Work to be completed: Could you print out every entry, character for character?

##############################

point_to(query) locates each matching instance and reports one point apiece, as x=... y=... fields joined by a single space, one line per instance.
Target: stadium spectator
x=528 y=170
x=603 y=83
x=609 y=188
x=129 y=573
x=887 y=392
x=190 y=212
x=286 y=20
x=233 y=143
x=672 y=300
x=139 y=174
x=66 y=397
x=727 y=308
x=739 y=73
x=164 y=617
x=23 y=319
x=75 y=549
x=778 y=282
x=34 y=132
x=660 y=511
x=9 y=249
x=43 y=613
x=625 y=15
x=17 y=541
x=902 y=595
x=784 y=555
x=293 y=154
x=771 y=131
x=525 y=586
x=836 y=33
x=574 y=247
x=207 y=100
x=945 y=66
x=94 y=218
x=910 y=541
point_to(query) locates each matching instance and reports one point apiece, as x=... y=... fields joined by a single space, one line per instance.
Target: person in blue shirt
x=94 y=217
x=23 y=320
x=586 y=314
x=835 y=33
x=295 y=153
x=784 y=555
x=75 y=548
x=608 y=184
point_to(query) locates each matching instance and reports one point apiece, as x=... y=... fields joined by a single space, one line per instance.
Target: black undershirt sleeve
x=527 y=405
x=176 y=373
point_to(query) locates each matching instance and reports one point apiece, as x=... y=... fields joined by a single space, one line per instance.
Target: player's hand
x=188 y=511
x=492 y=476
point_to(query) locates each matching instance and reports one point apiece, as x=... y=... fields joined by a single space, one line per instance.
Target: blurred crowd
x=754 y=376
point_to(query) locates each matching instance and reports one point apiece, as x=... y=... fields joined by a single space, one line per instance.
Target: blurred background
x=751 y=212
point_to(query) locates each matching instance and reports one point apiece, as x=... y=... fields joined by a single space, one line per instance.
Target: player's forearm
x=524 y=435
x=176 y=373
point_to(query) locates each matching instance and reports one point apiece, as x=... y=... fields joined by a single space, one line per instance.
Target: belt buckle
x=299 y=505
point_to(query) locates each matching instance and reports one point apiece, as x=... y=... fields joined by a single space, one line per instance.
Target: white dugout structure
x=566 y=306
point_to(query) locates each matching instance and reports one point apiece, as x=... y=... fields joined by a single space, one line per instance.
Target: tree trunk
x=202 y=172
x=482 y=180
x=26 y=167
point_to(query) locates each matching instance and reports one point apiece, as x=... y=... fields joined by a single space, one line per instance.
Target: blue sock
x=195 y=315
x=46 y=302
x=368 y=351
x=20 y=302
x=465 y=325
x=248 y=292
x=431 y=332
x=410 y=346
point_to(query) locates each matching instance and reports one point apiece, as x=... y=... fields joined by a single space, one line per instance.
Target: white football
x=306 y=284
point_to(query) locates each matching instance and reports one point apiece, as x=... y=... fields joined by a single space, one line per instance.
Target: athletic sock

##############################

Result:
point_to(query) locates each matching instance and reports one point apiece, as x=... y=... fields joined by a single space, one line per instance.
Target: stadium spectator
x=528 y=170
x=603 y=83
x=609 y=188
x=129 y=573
x=887 y=392
x=190 y=212
x=286 y=20
x=233 y=143
x=672 y=300
x=139 y=174
x=66 y=397
x=727 y=308
x=739 y=73
x=164 y=617
x=23 y=319
x=75 y=549
x=778 y=282
x=34 y=132
x=660 y=511
x=9 y=249
x=43 y=613
x=625 y=15
x=17 y=541
x=902 y=595
x=784 y=555
x=293 y=154
x=771 y=131
x=525 y=586
x=836 y=33
x=574 y=247
x=207 y=100
x=945 y=66
x=94 y=218
x=910 y=541
point_to(query) locates each matching instance and reports one point apiece, as x=... y=... fields joined by a single space, one line per instance.
Target: person in blue shirt
x=94 y=217
x=23 y=320
x=586 y=314
x=835 y=33
x=295 y=153
x=784 y=555
x=75 y=548
x=608 y=184
point_to(query) locates each matching instance and reports one point apiece, as x=... y=... fields joined by a single space, one line per instance.
Target: black undershirt sleeve
x=527 y=405
x=176 y=373
point_to(query) locates each matching instance and reports one point apiece, as x=... y=... fields joined by a single space, one line per instance.
Target: player's hand
x=188 y=511
x=492 y=476
point_to(query) locates each matching instance and reports one point apiece, as x=... y=... fields joined by a single space, one line per instance.
Target: blurred crowd
x=754 y=376
point_to(query) locates each matching instance and reports one point apiece, as x=... y=... fields joined by a single space, one line per instance.
Target: blurred background
x=751 y=212
point_to(query) locates each matching instance and reports one point apiece, as x=... y=... fields joined by a single space, one line per instance.
Target: player's forearm
x=524 y=435
x=176 y=373
point_to(query) locates each matching instance and reports one point apiece, as x=... y=... fields joined by a single space, one line per instance.
Target: belt buckle
x=299 y=505
point_to(query) locates each matching instance and reports one point apiece, as x=... y=... fields joined by a single space, one line per instance.
Target: white dugout structure
x=566 y=306
point_to(query) locates each matching instance and reports one point apiece, as x=... y=... fields joined by a single space, one line per instance.
Target: tree trunk
x=202 y=172
x=482 y=180
x=26 y=167
point_to(query) locates each matching instance and reports one point apiece, as x=... y=... fields joined by a single space, one line per instance.
Target: blue sock
x=195 y=315
x=46 y=302
x=368 y=351
x=20 y=302
x=465 y=325
x=248 y=292
x=431 y=332
x=410 y=346
point_to(query) locates each matching instance and reports one point apiece, as x=... y=... fields joined by a single space, one line per instance.
Target: white football
x=306 y=284
point_to(query) locates each matching instance and reports one point apiece, as x=... y=... fields joined by a single space, one line per instance.
Target: athletic sock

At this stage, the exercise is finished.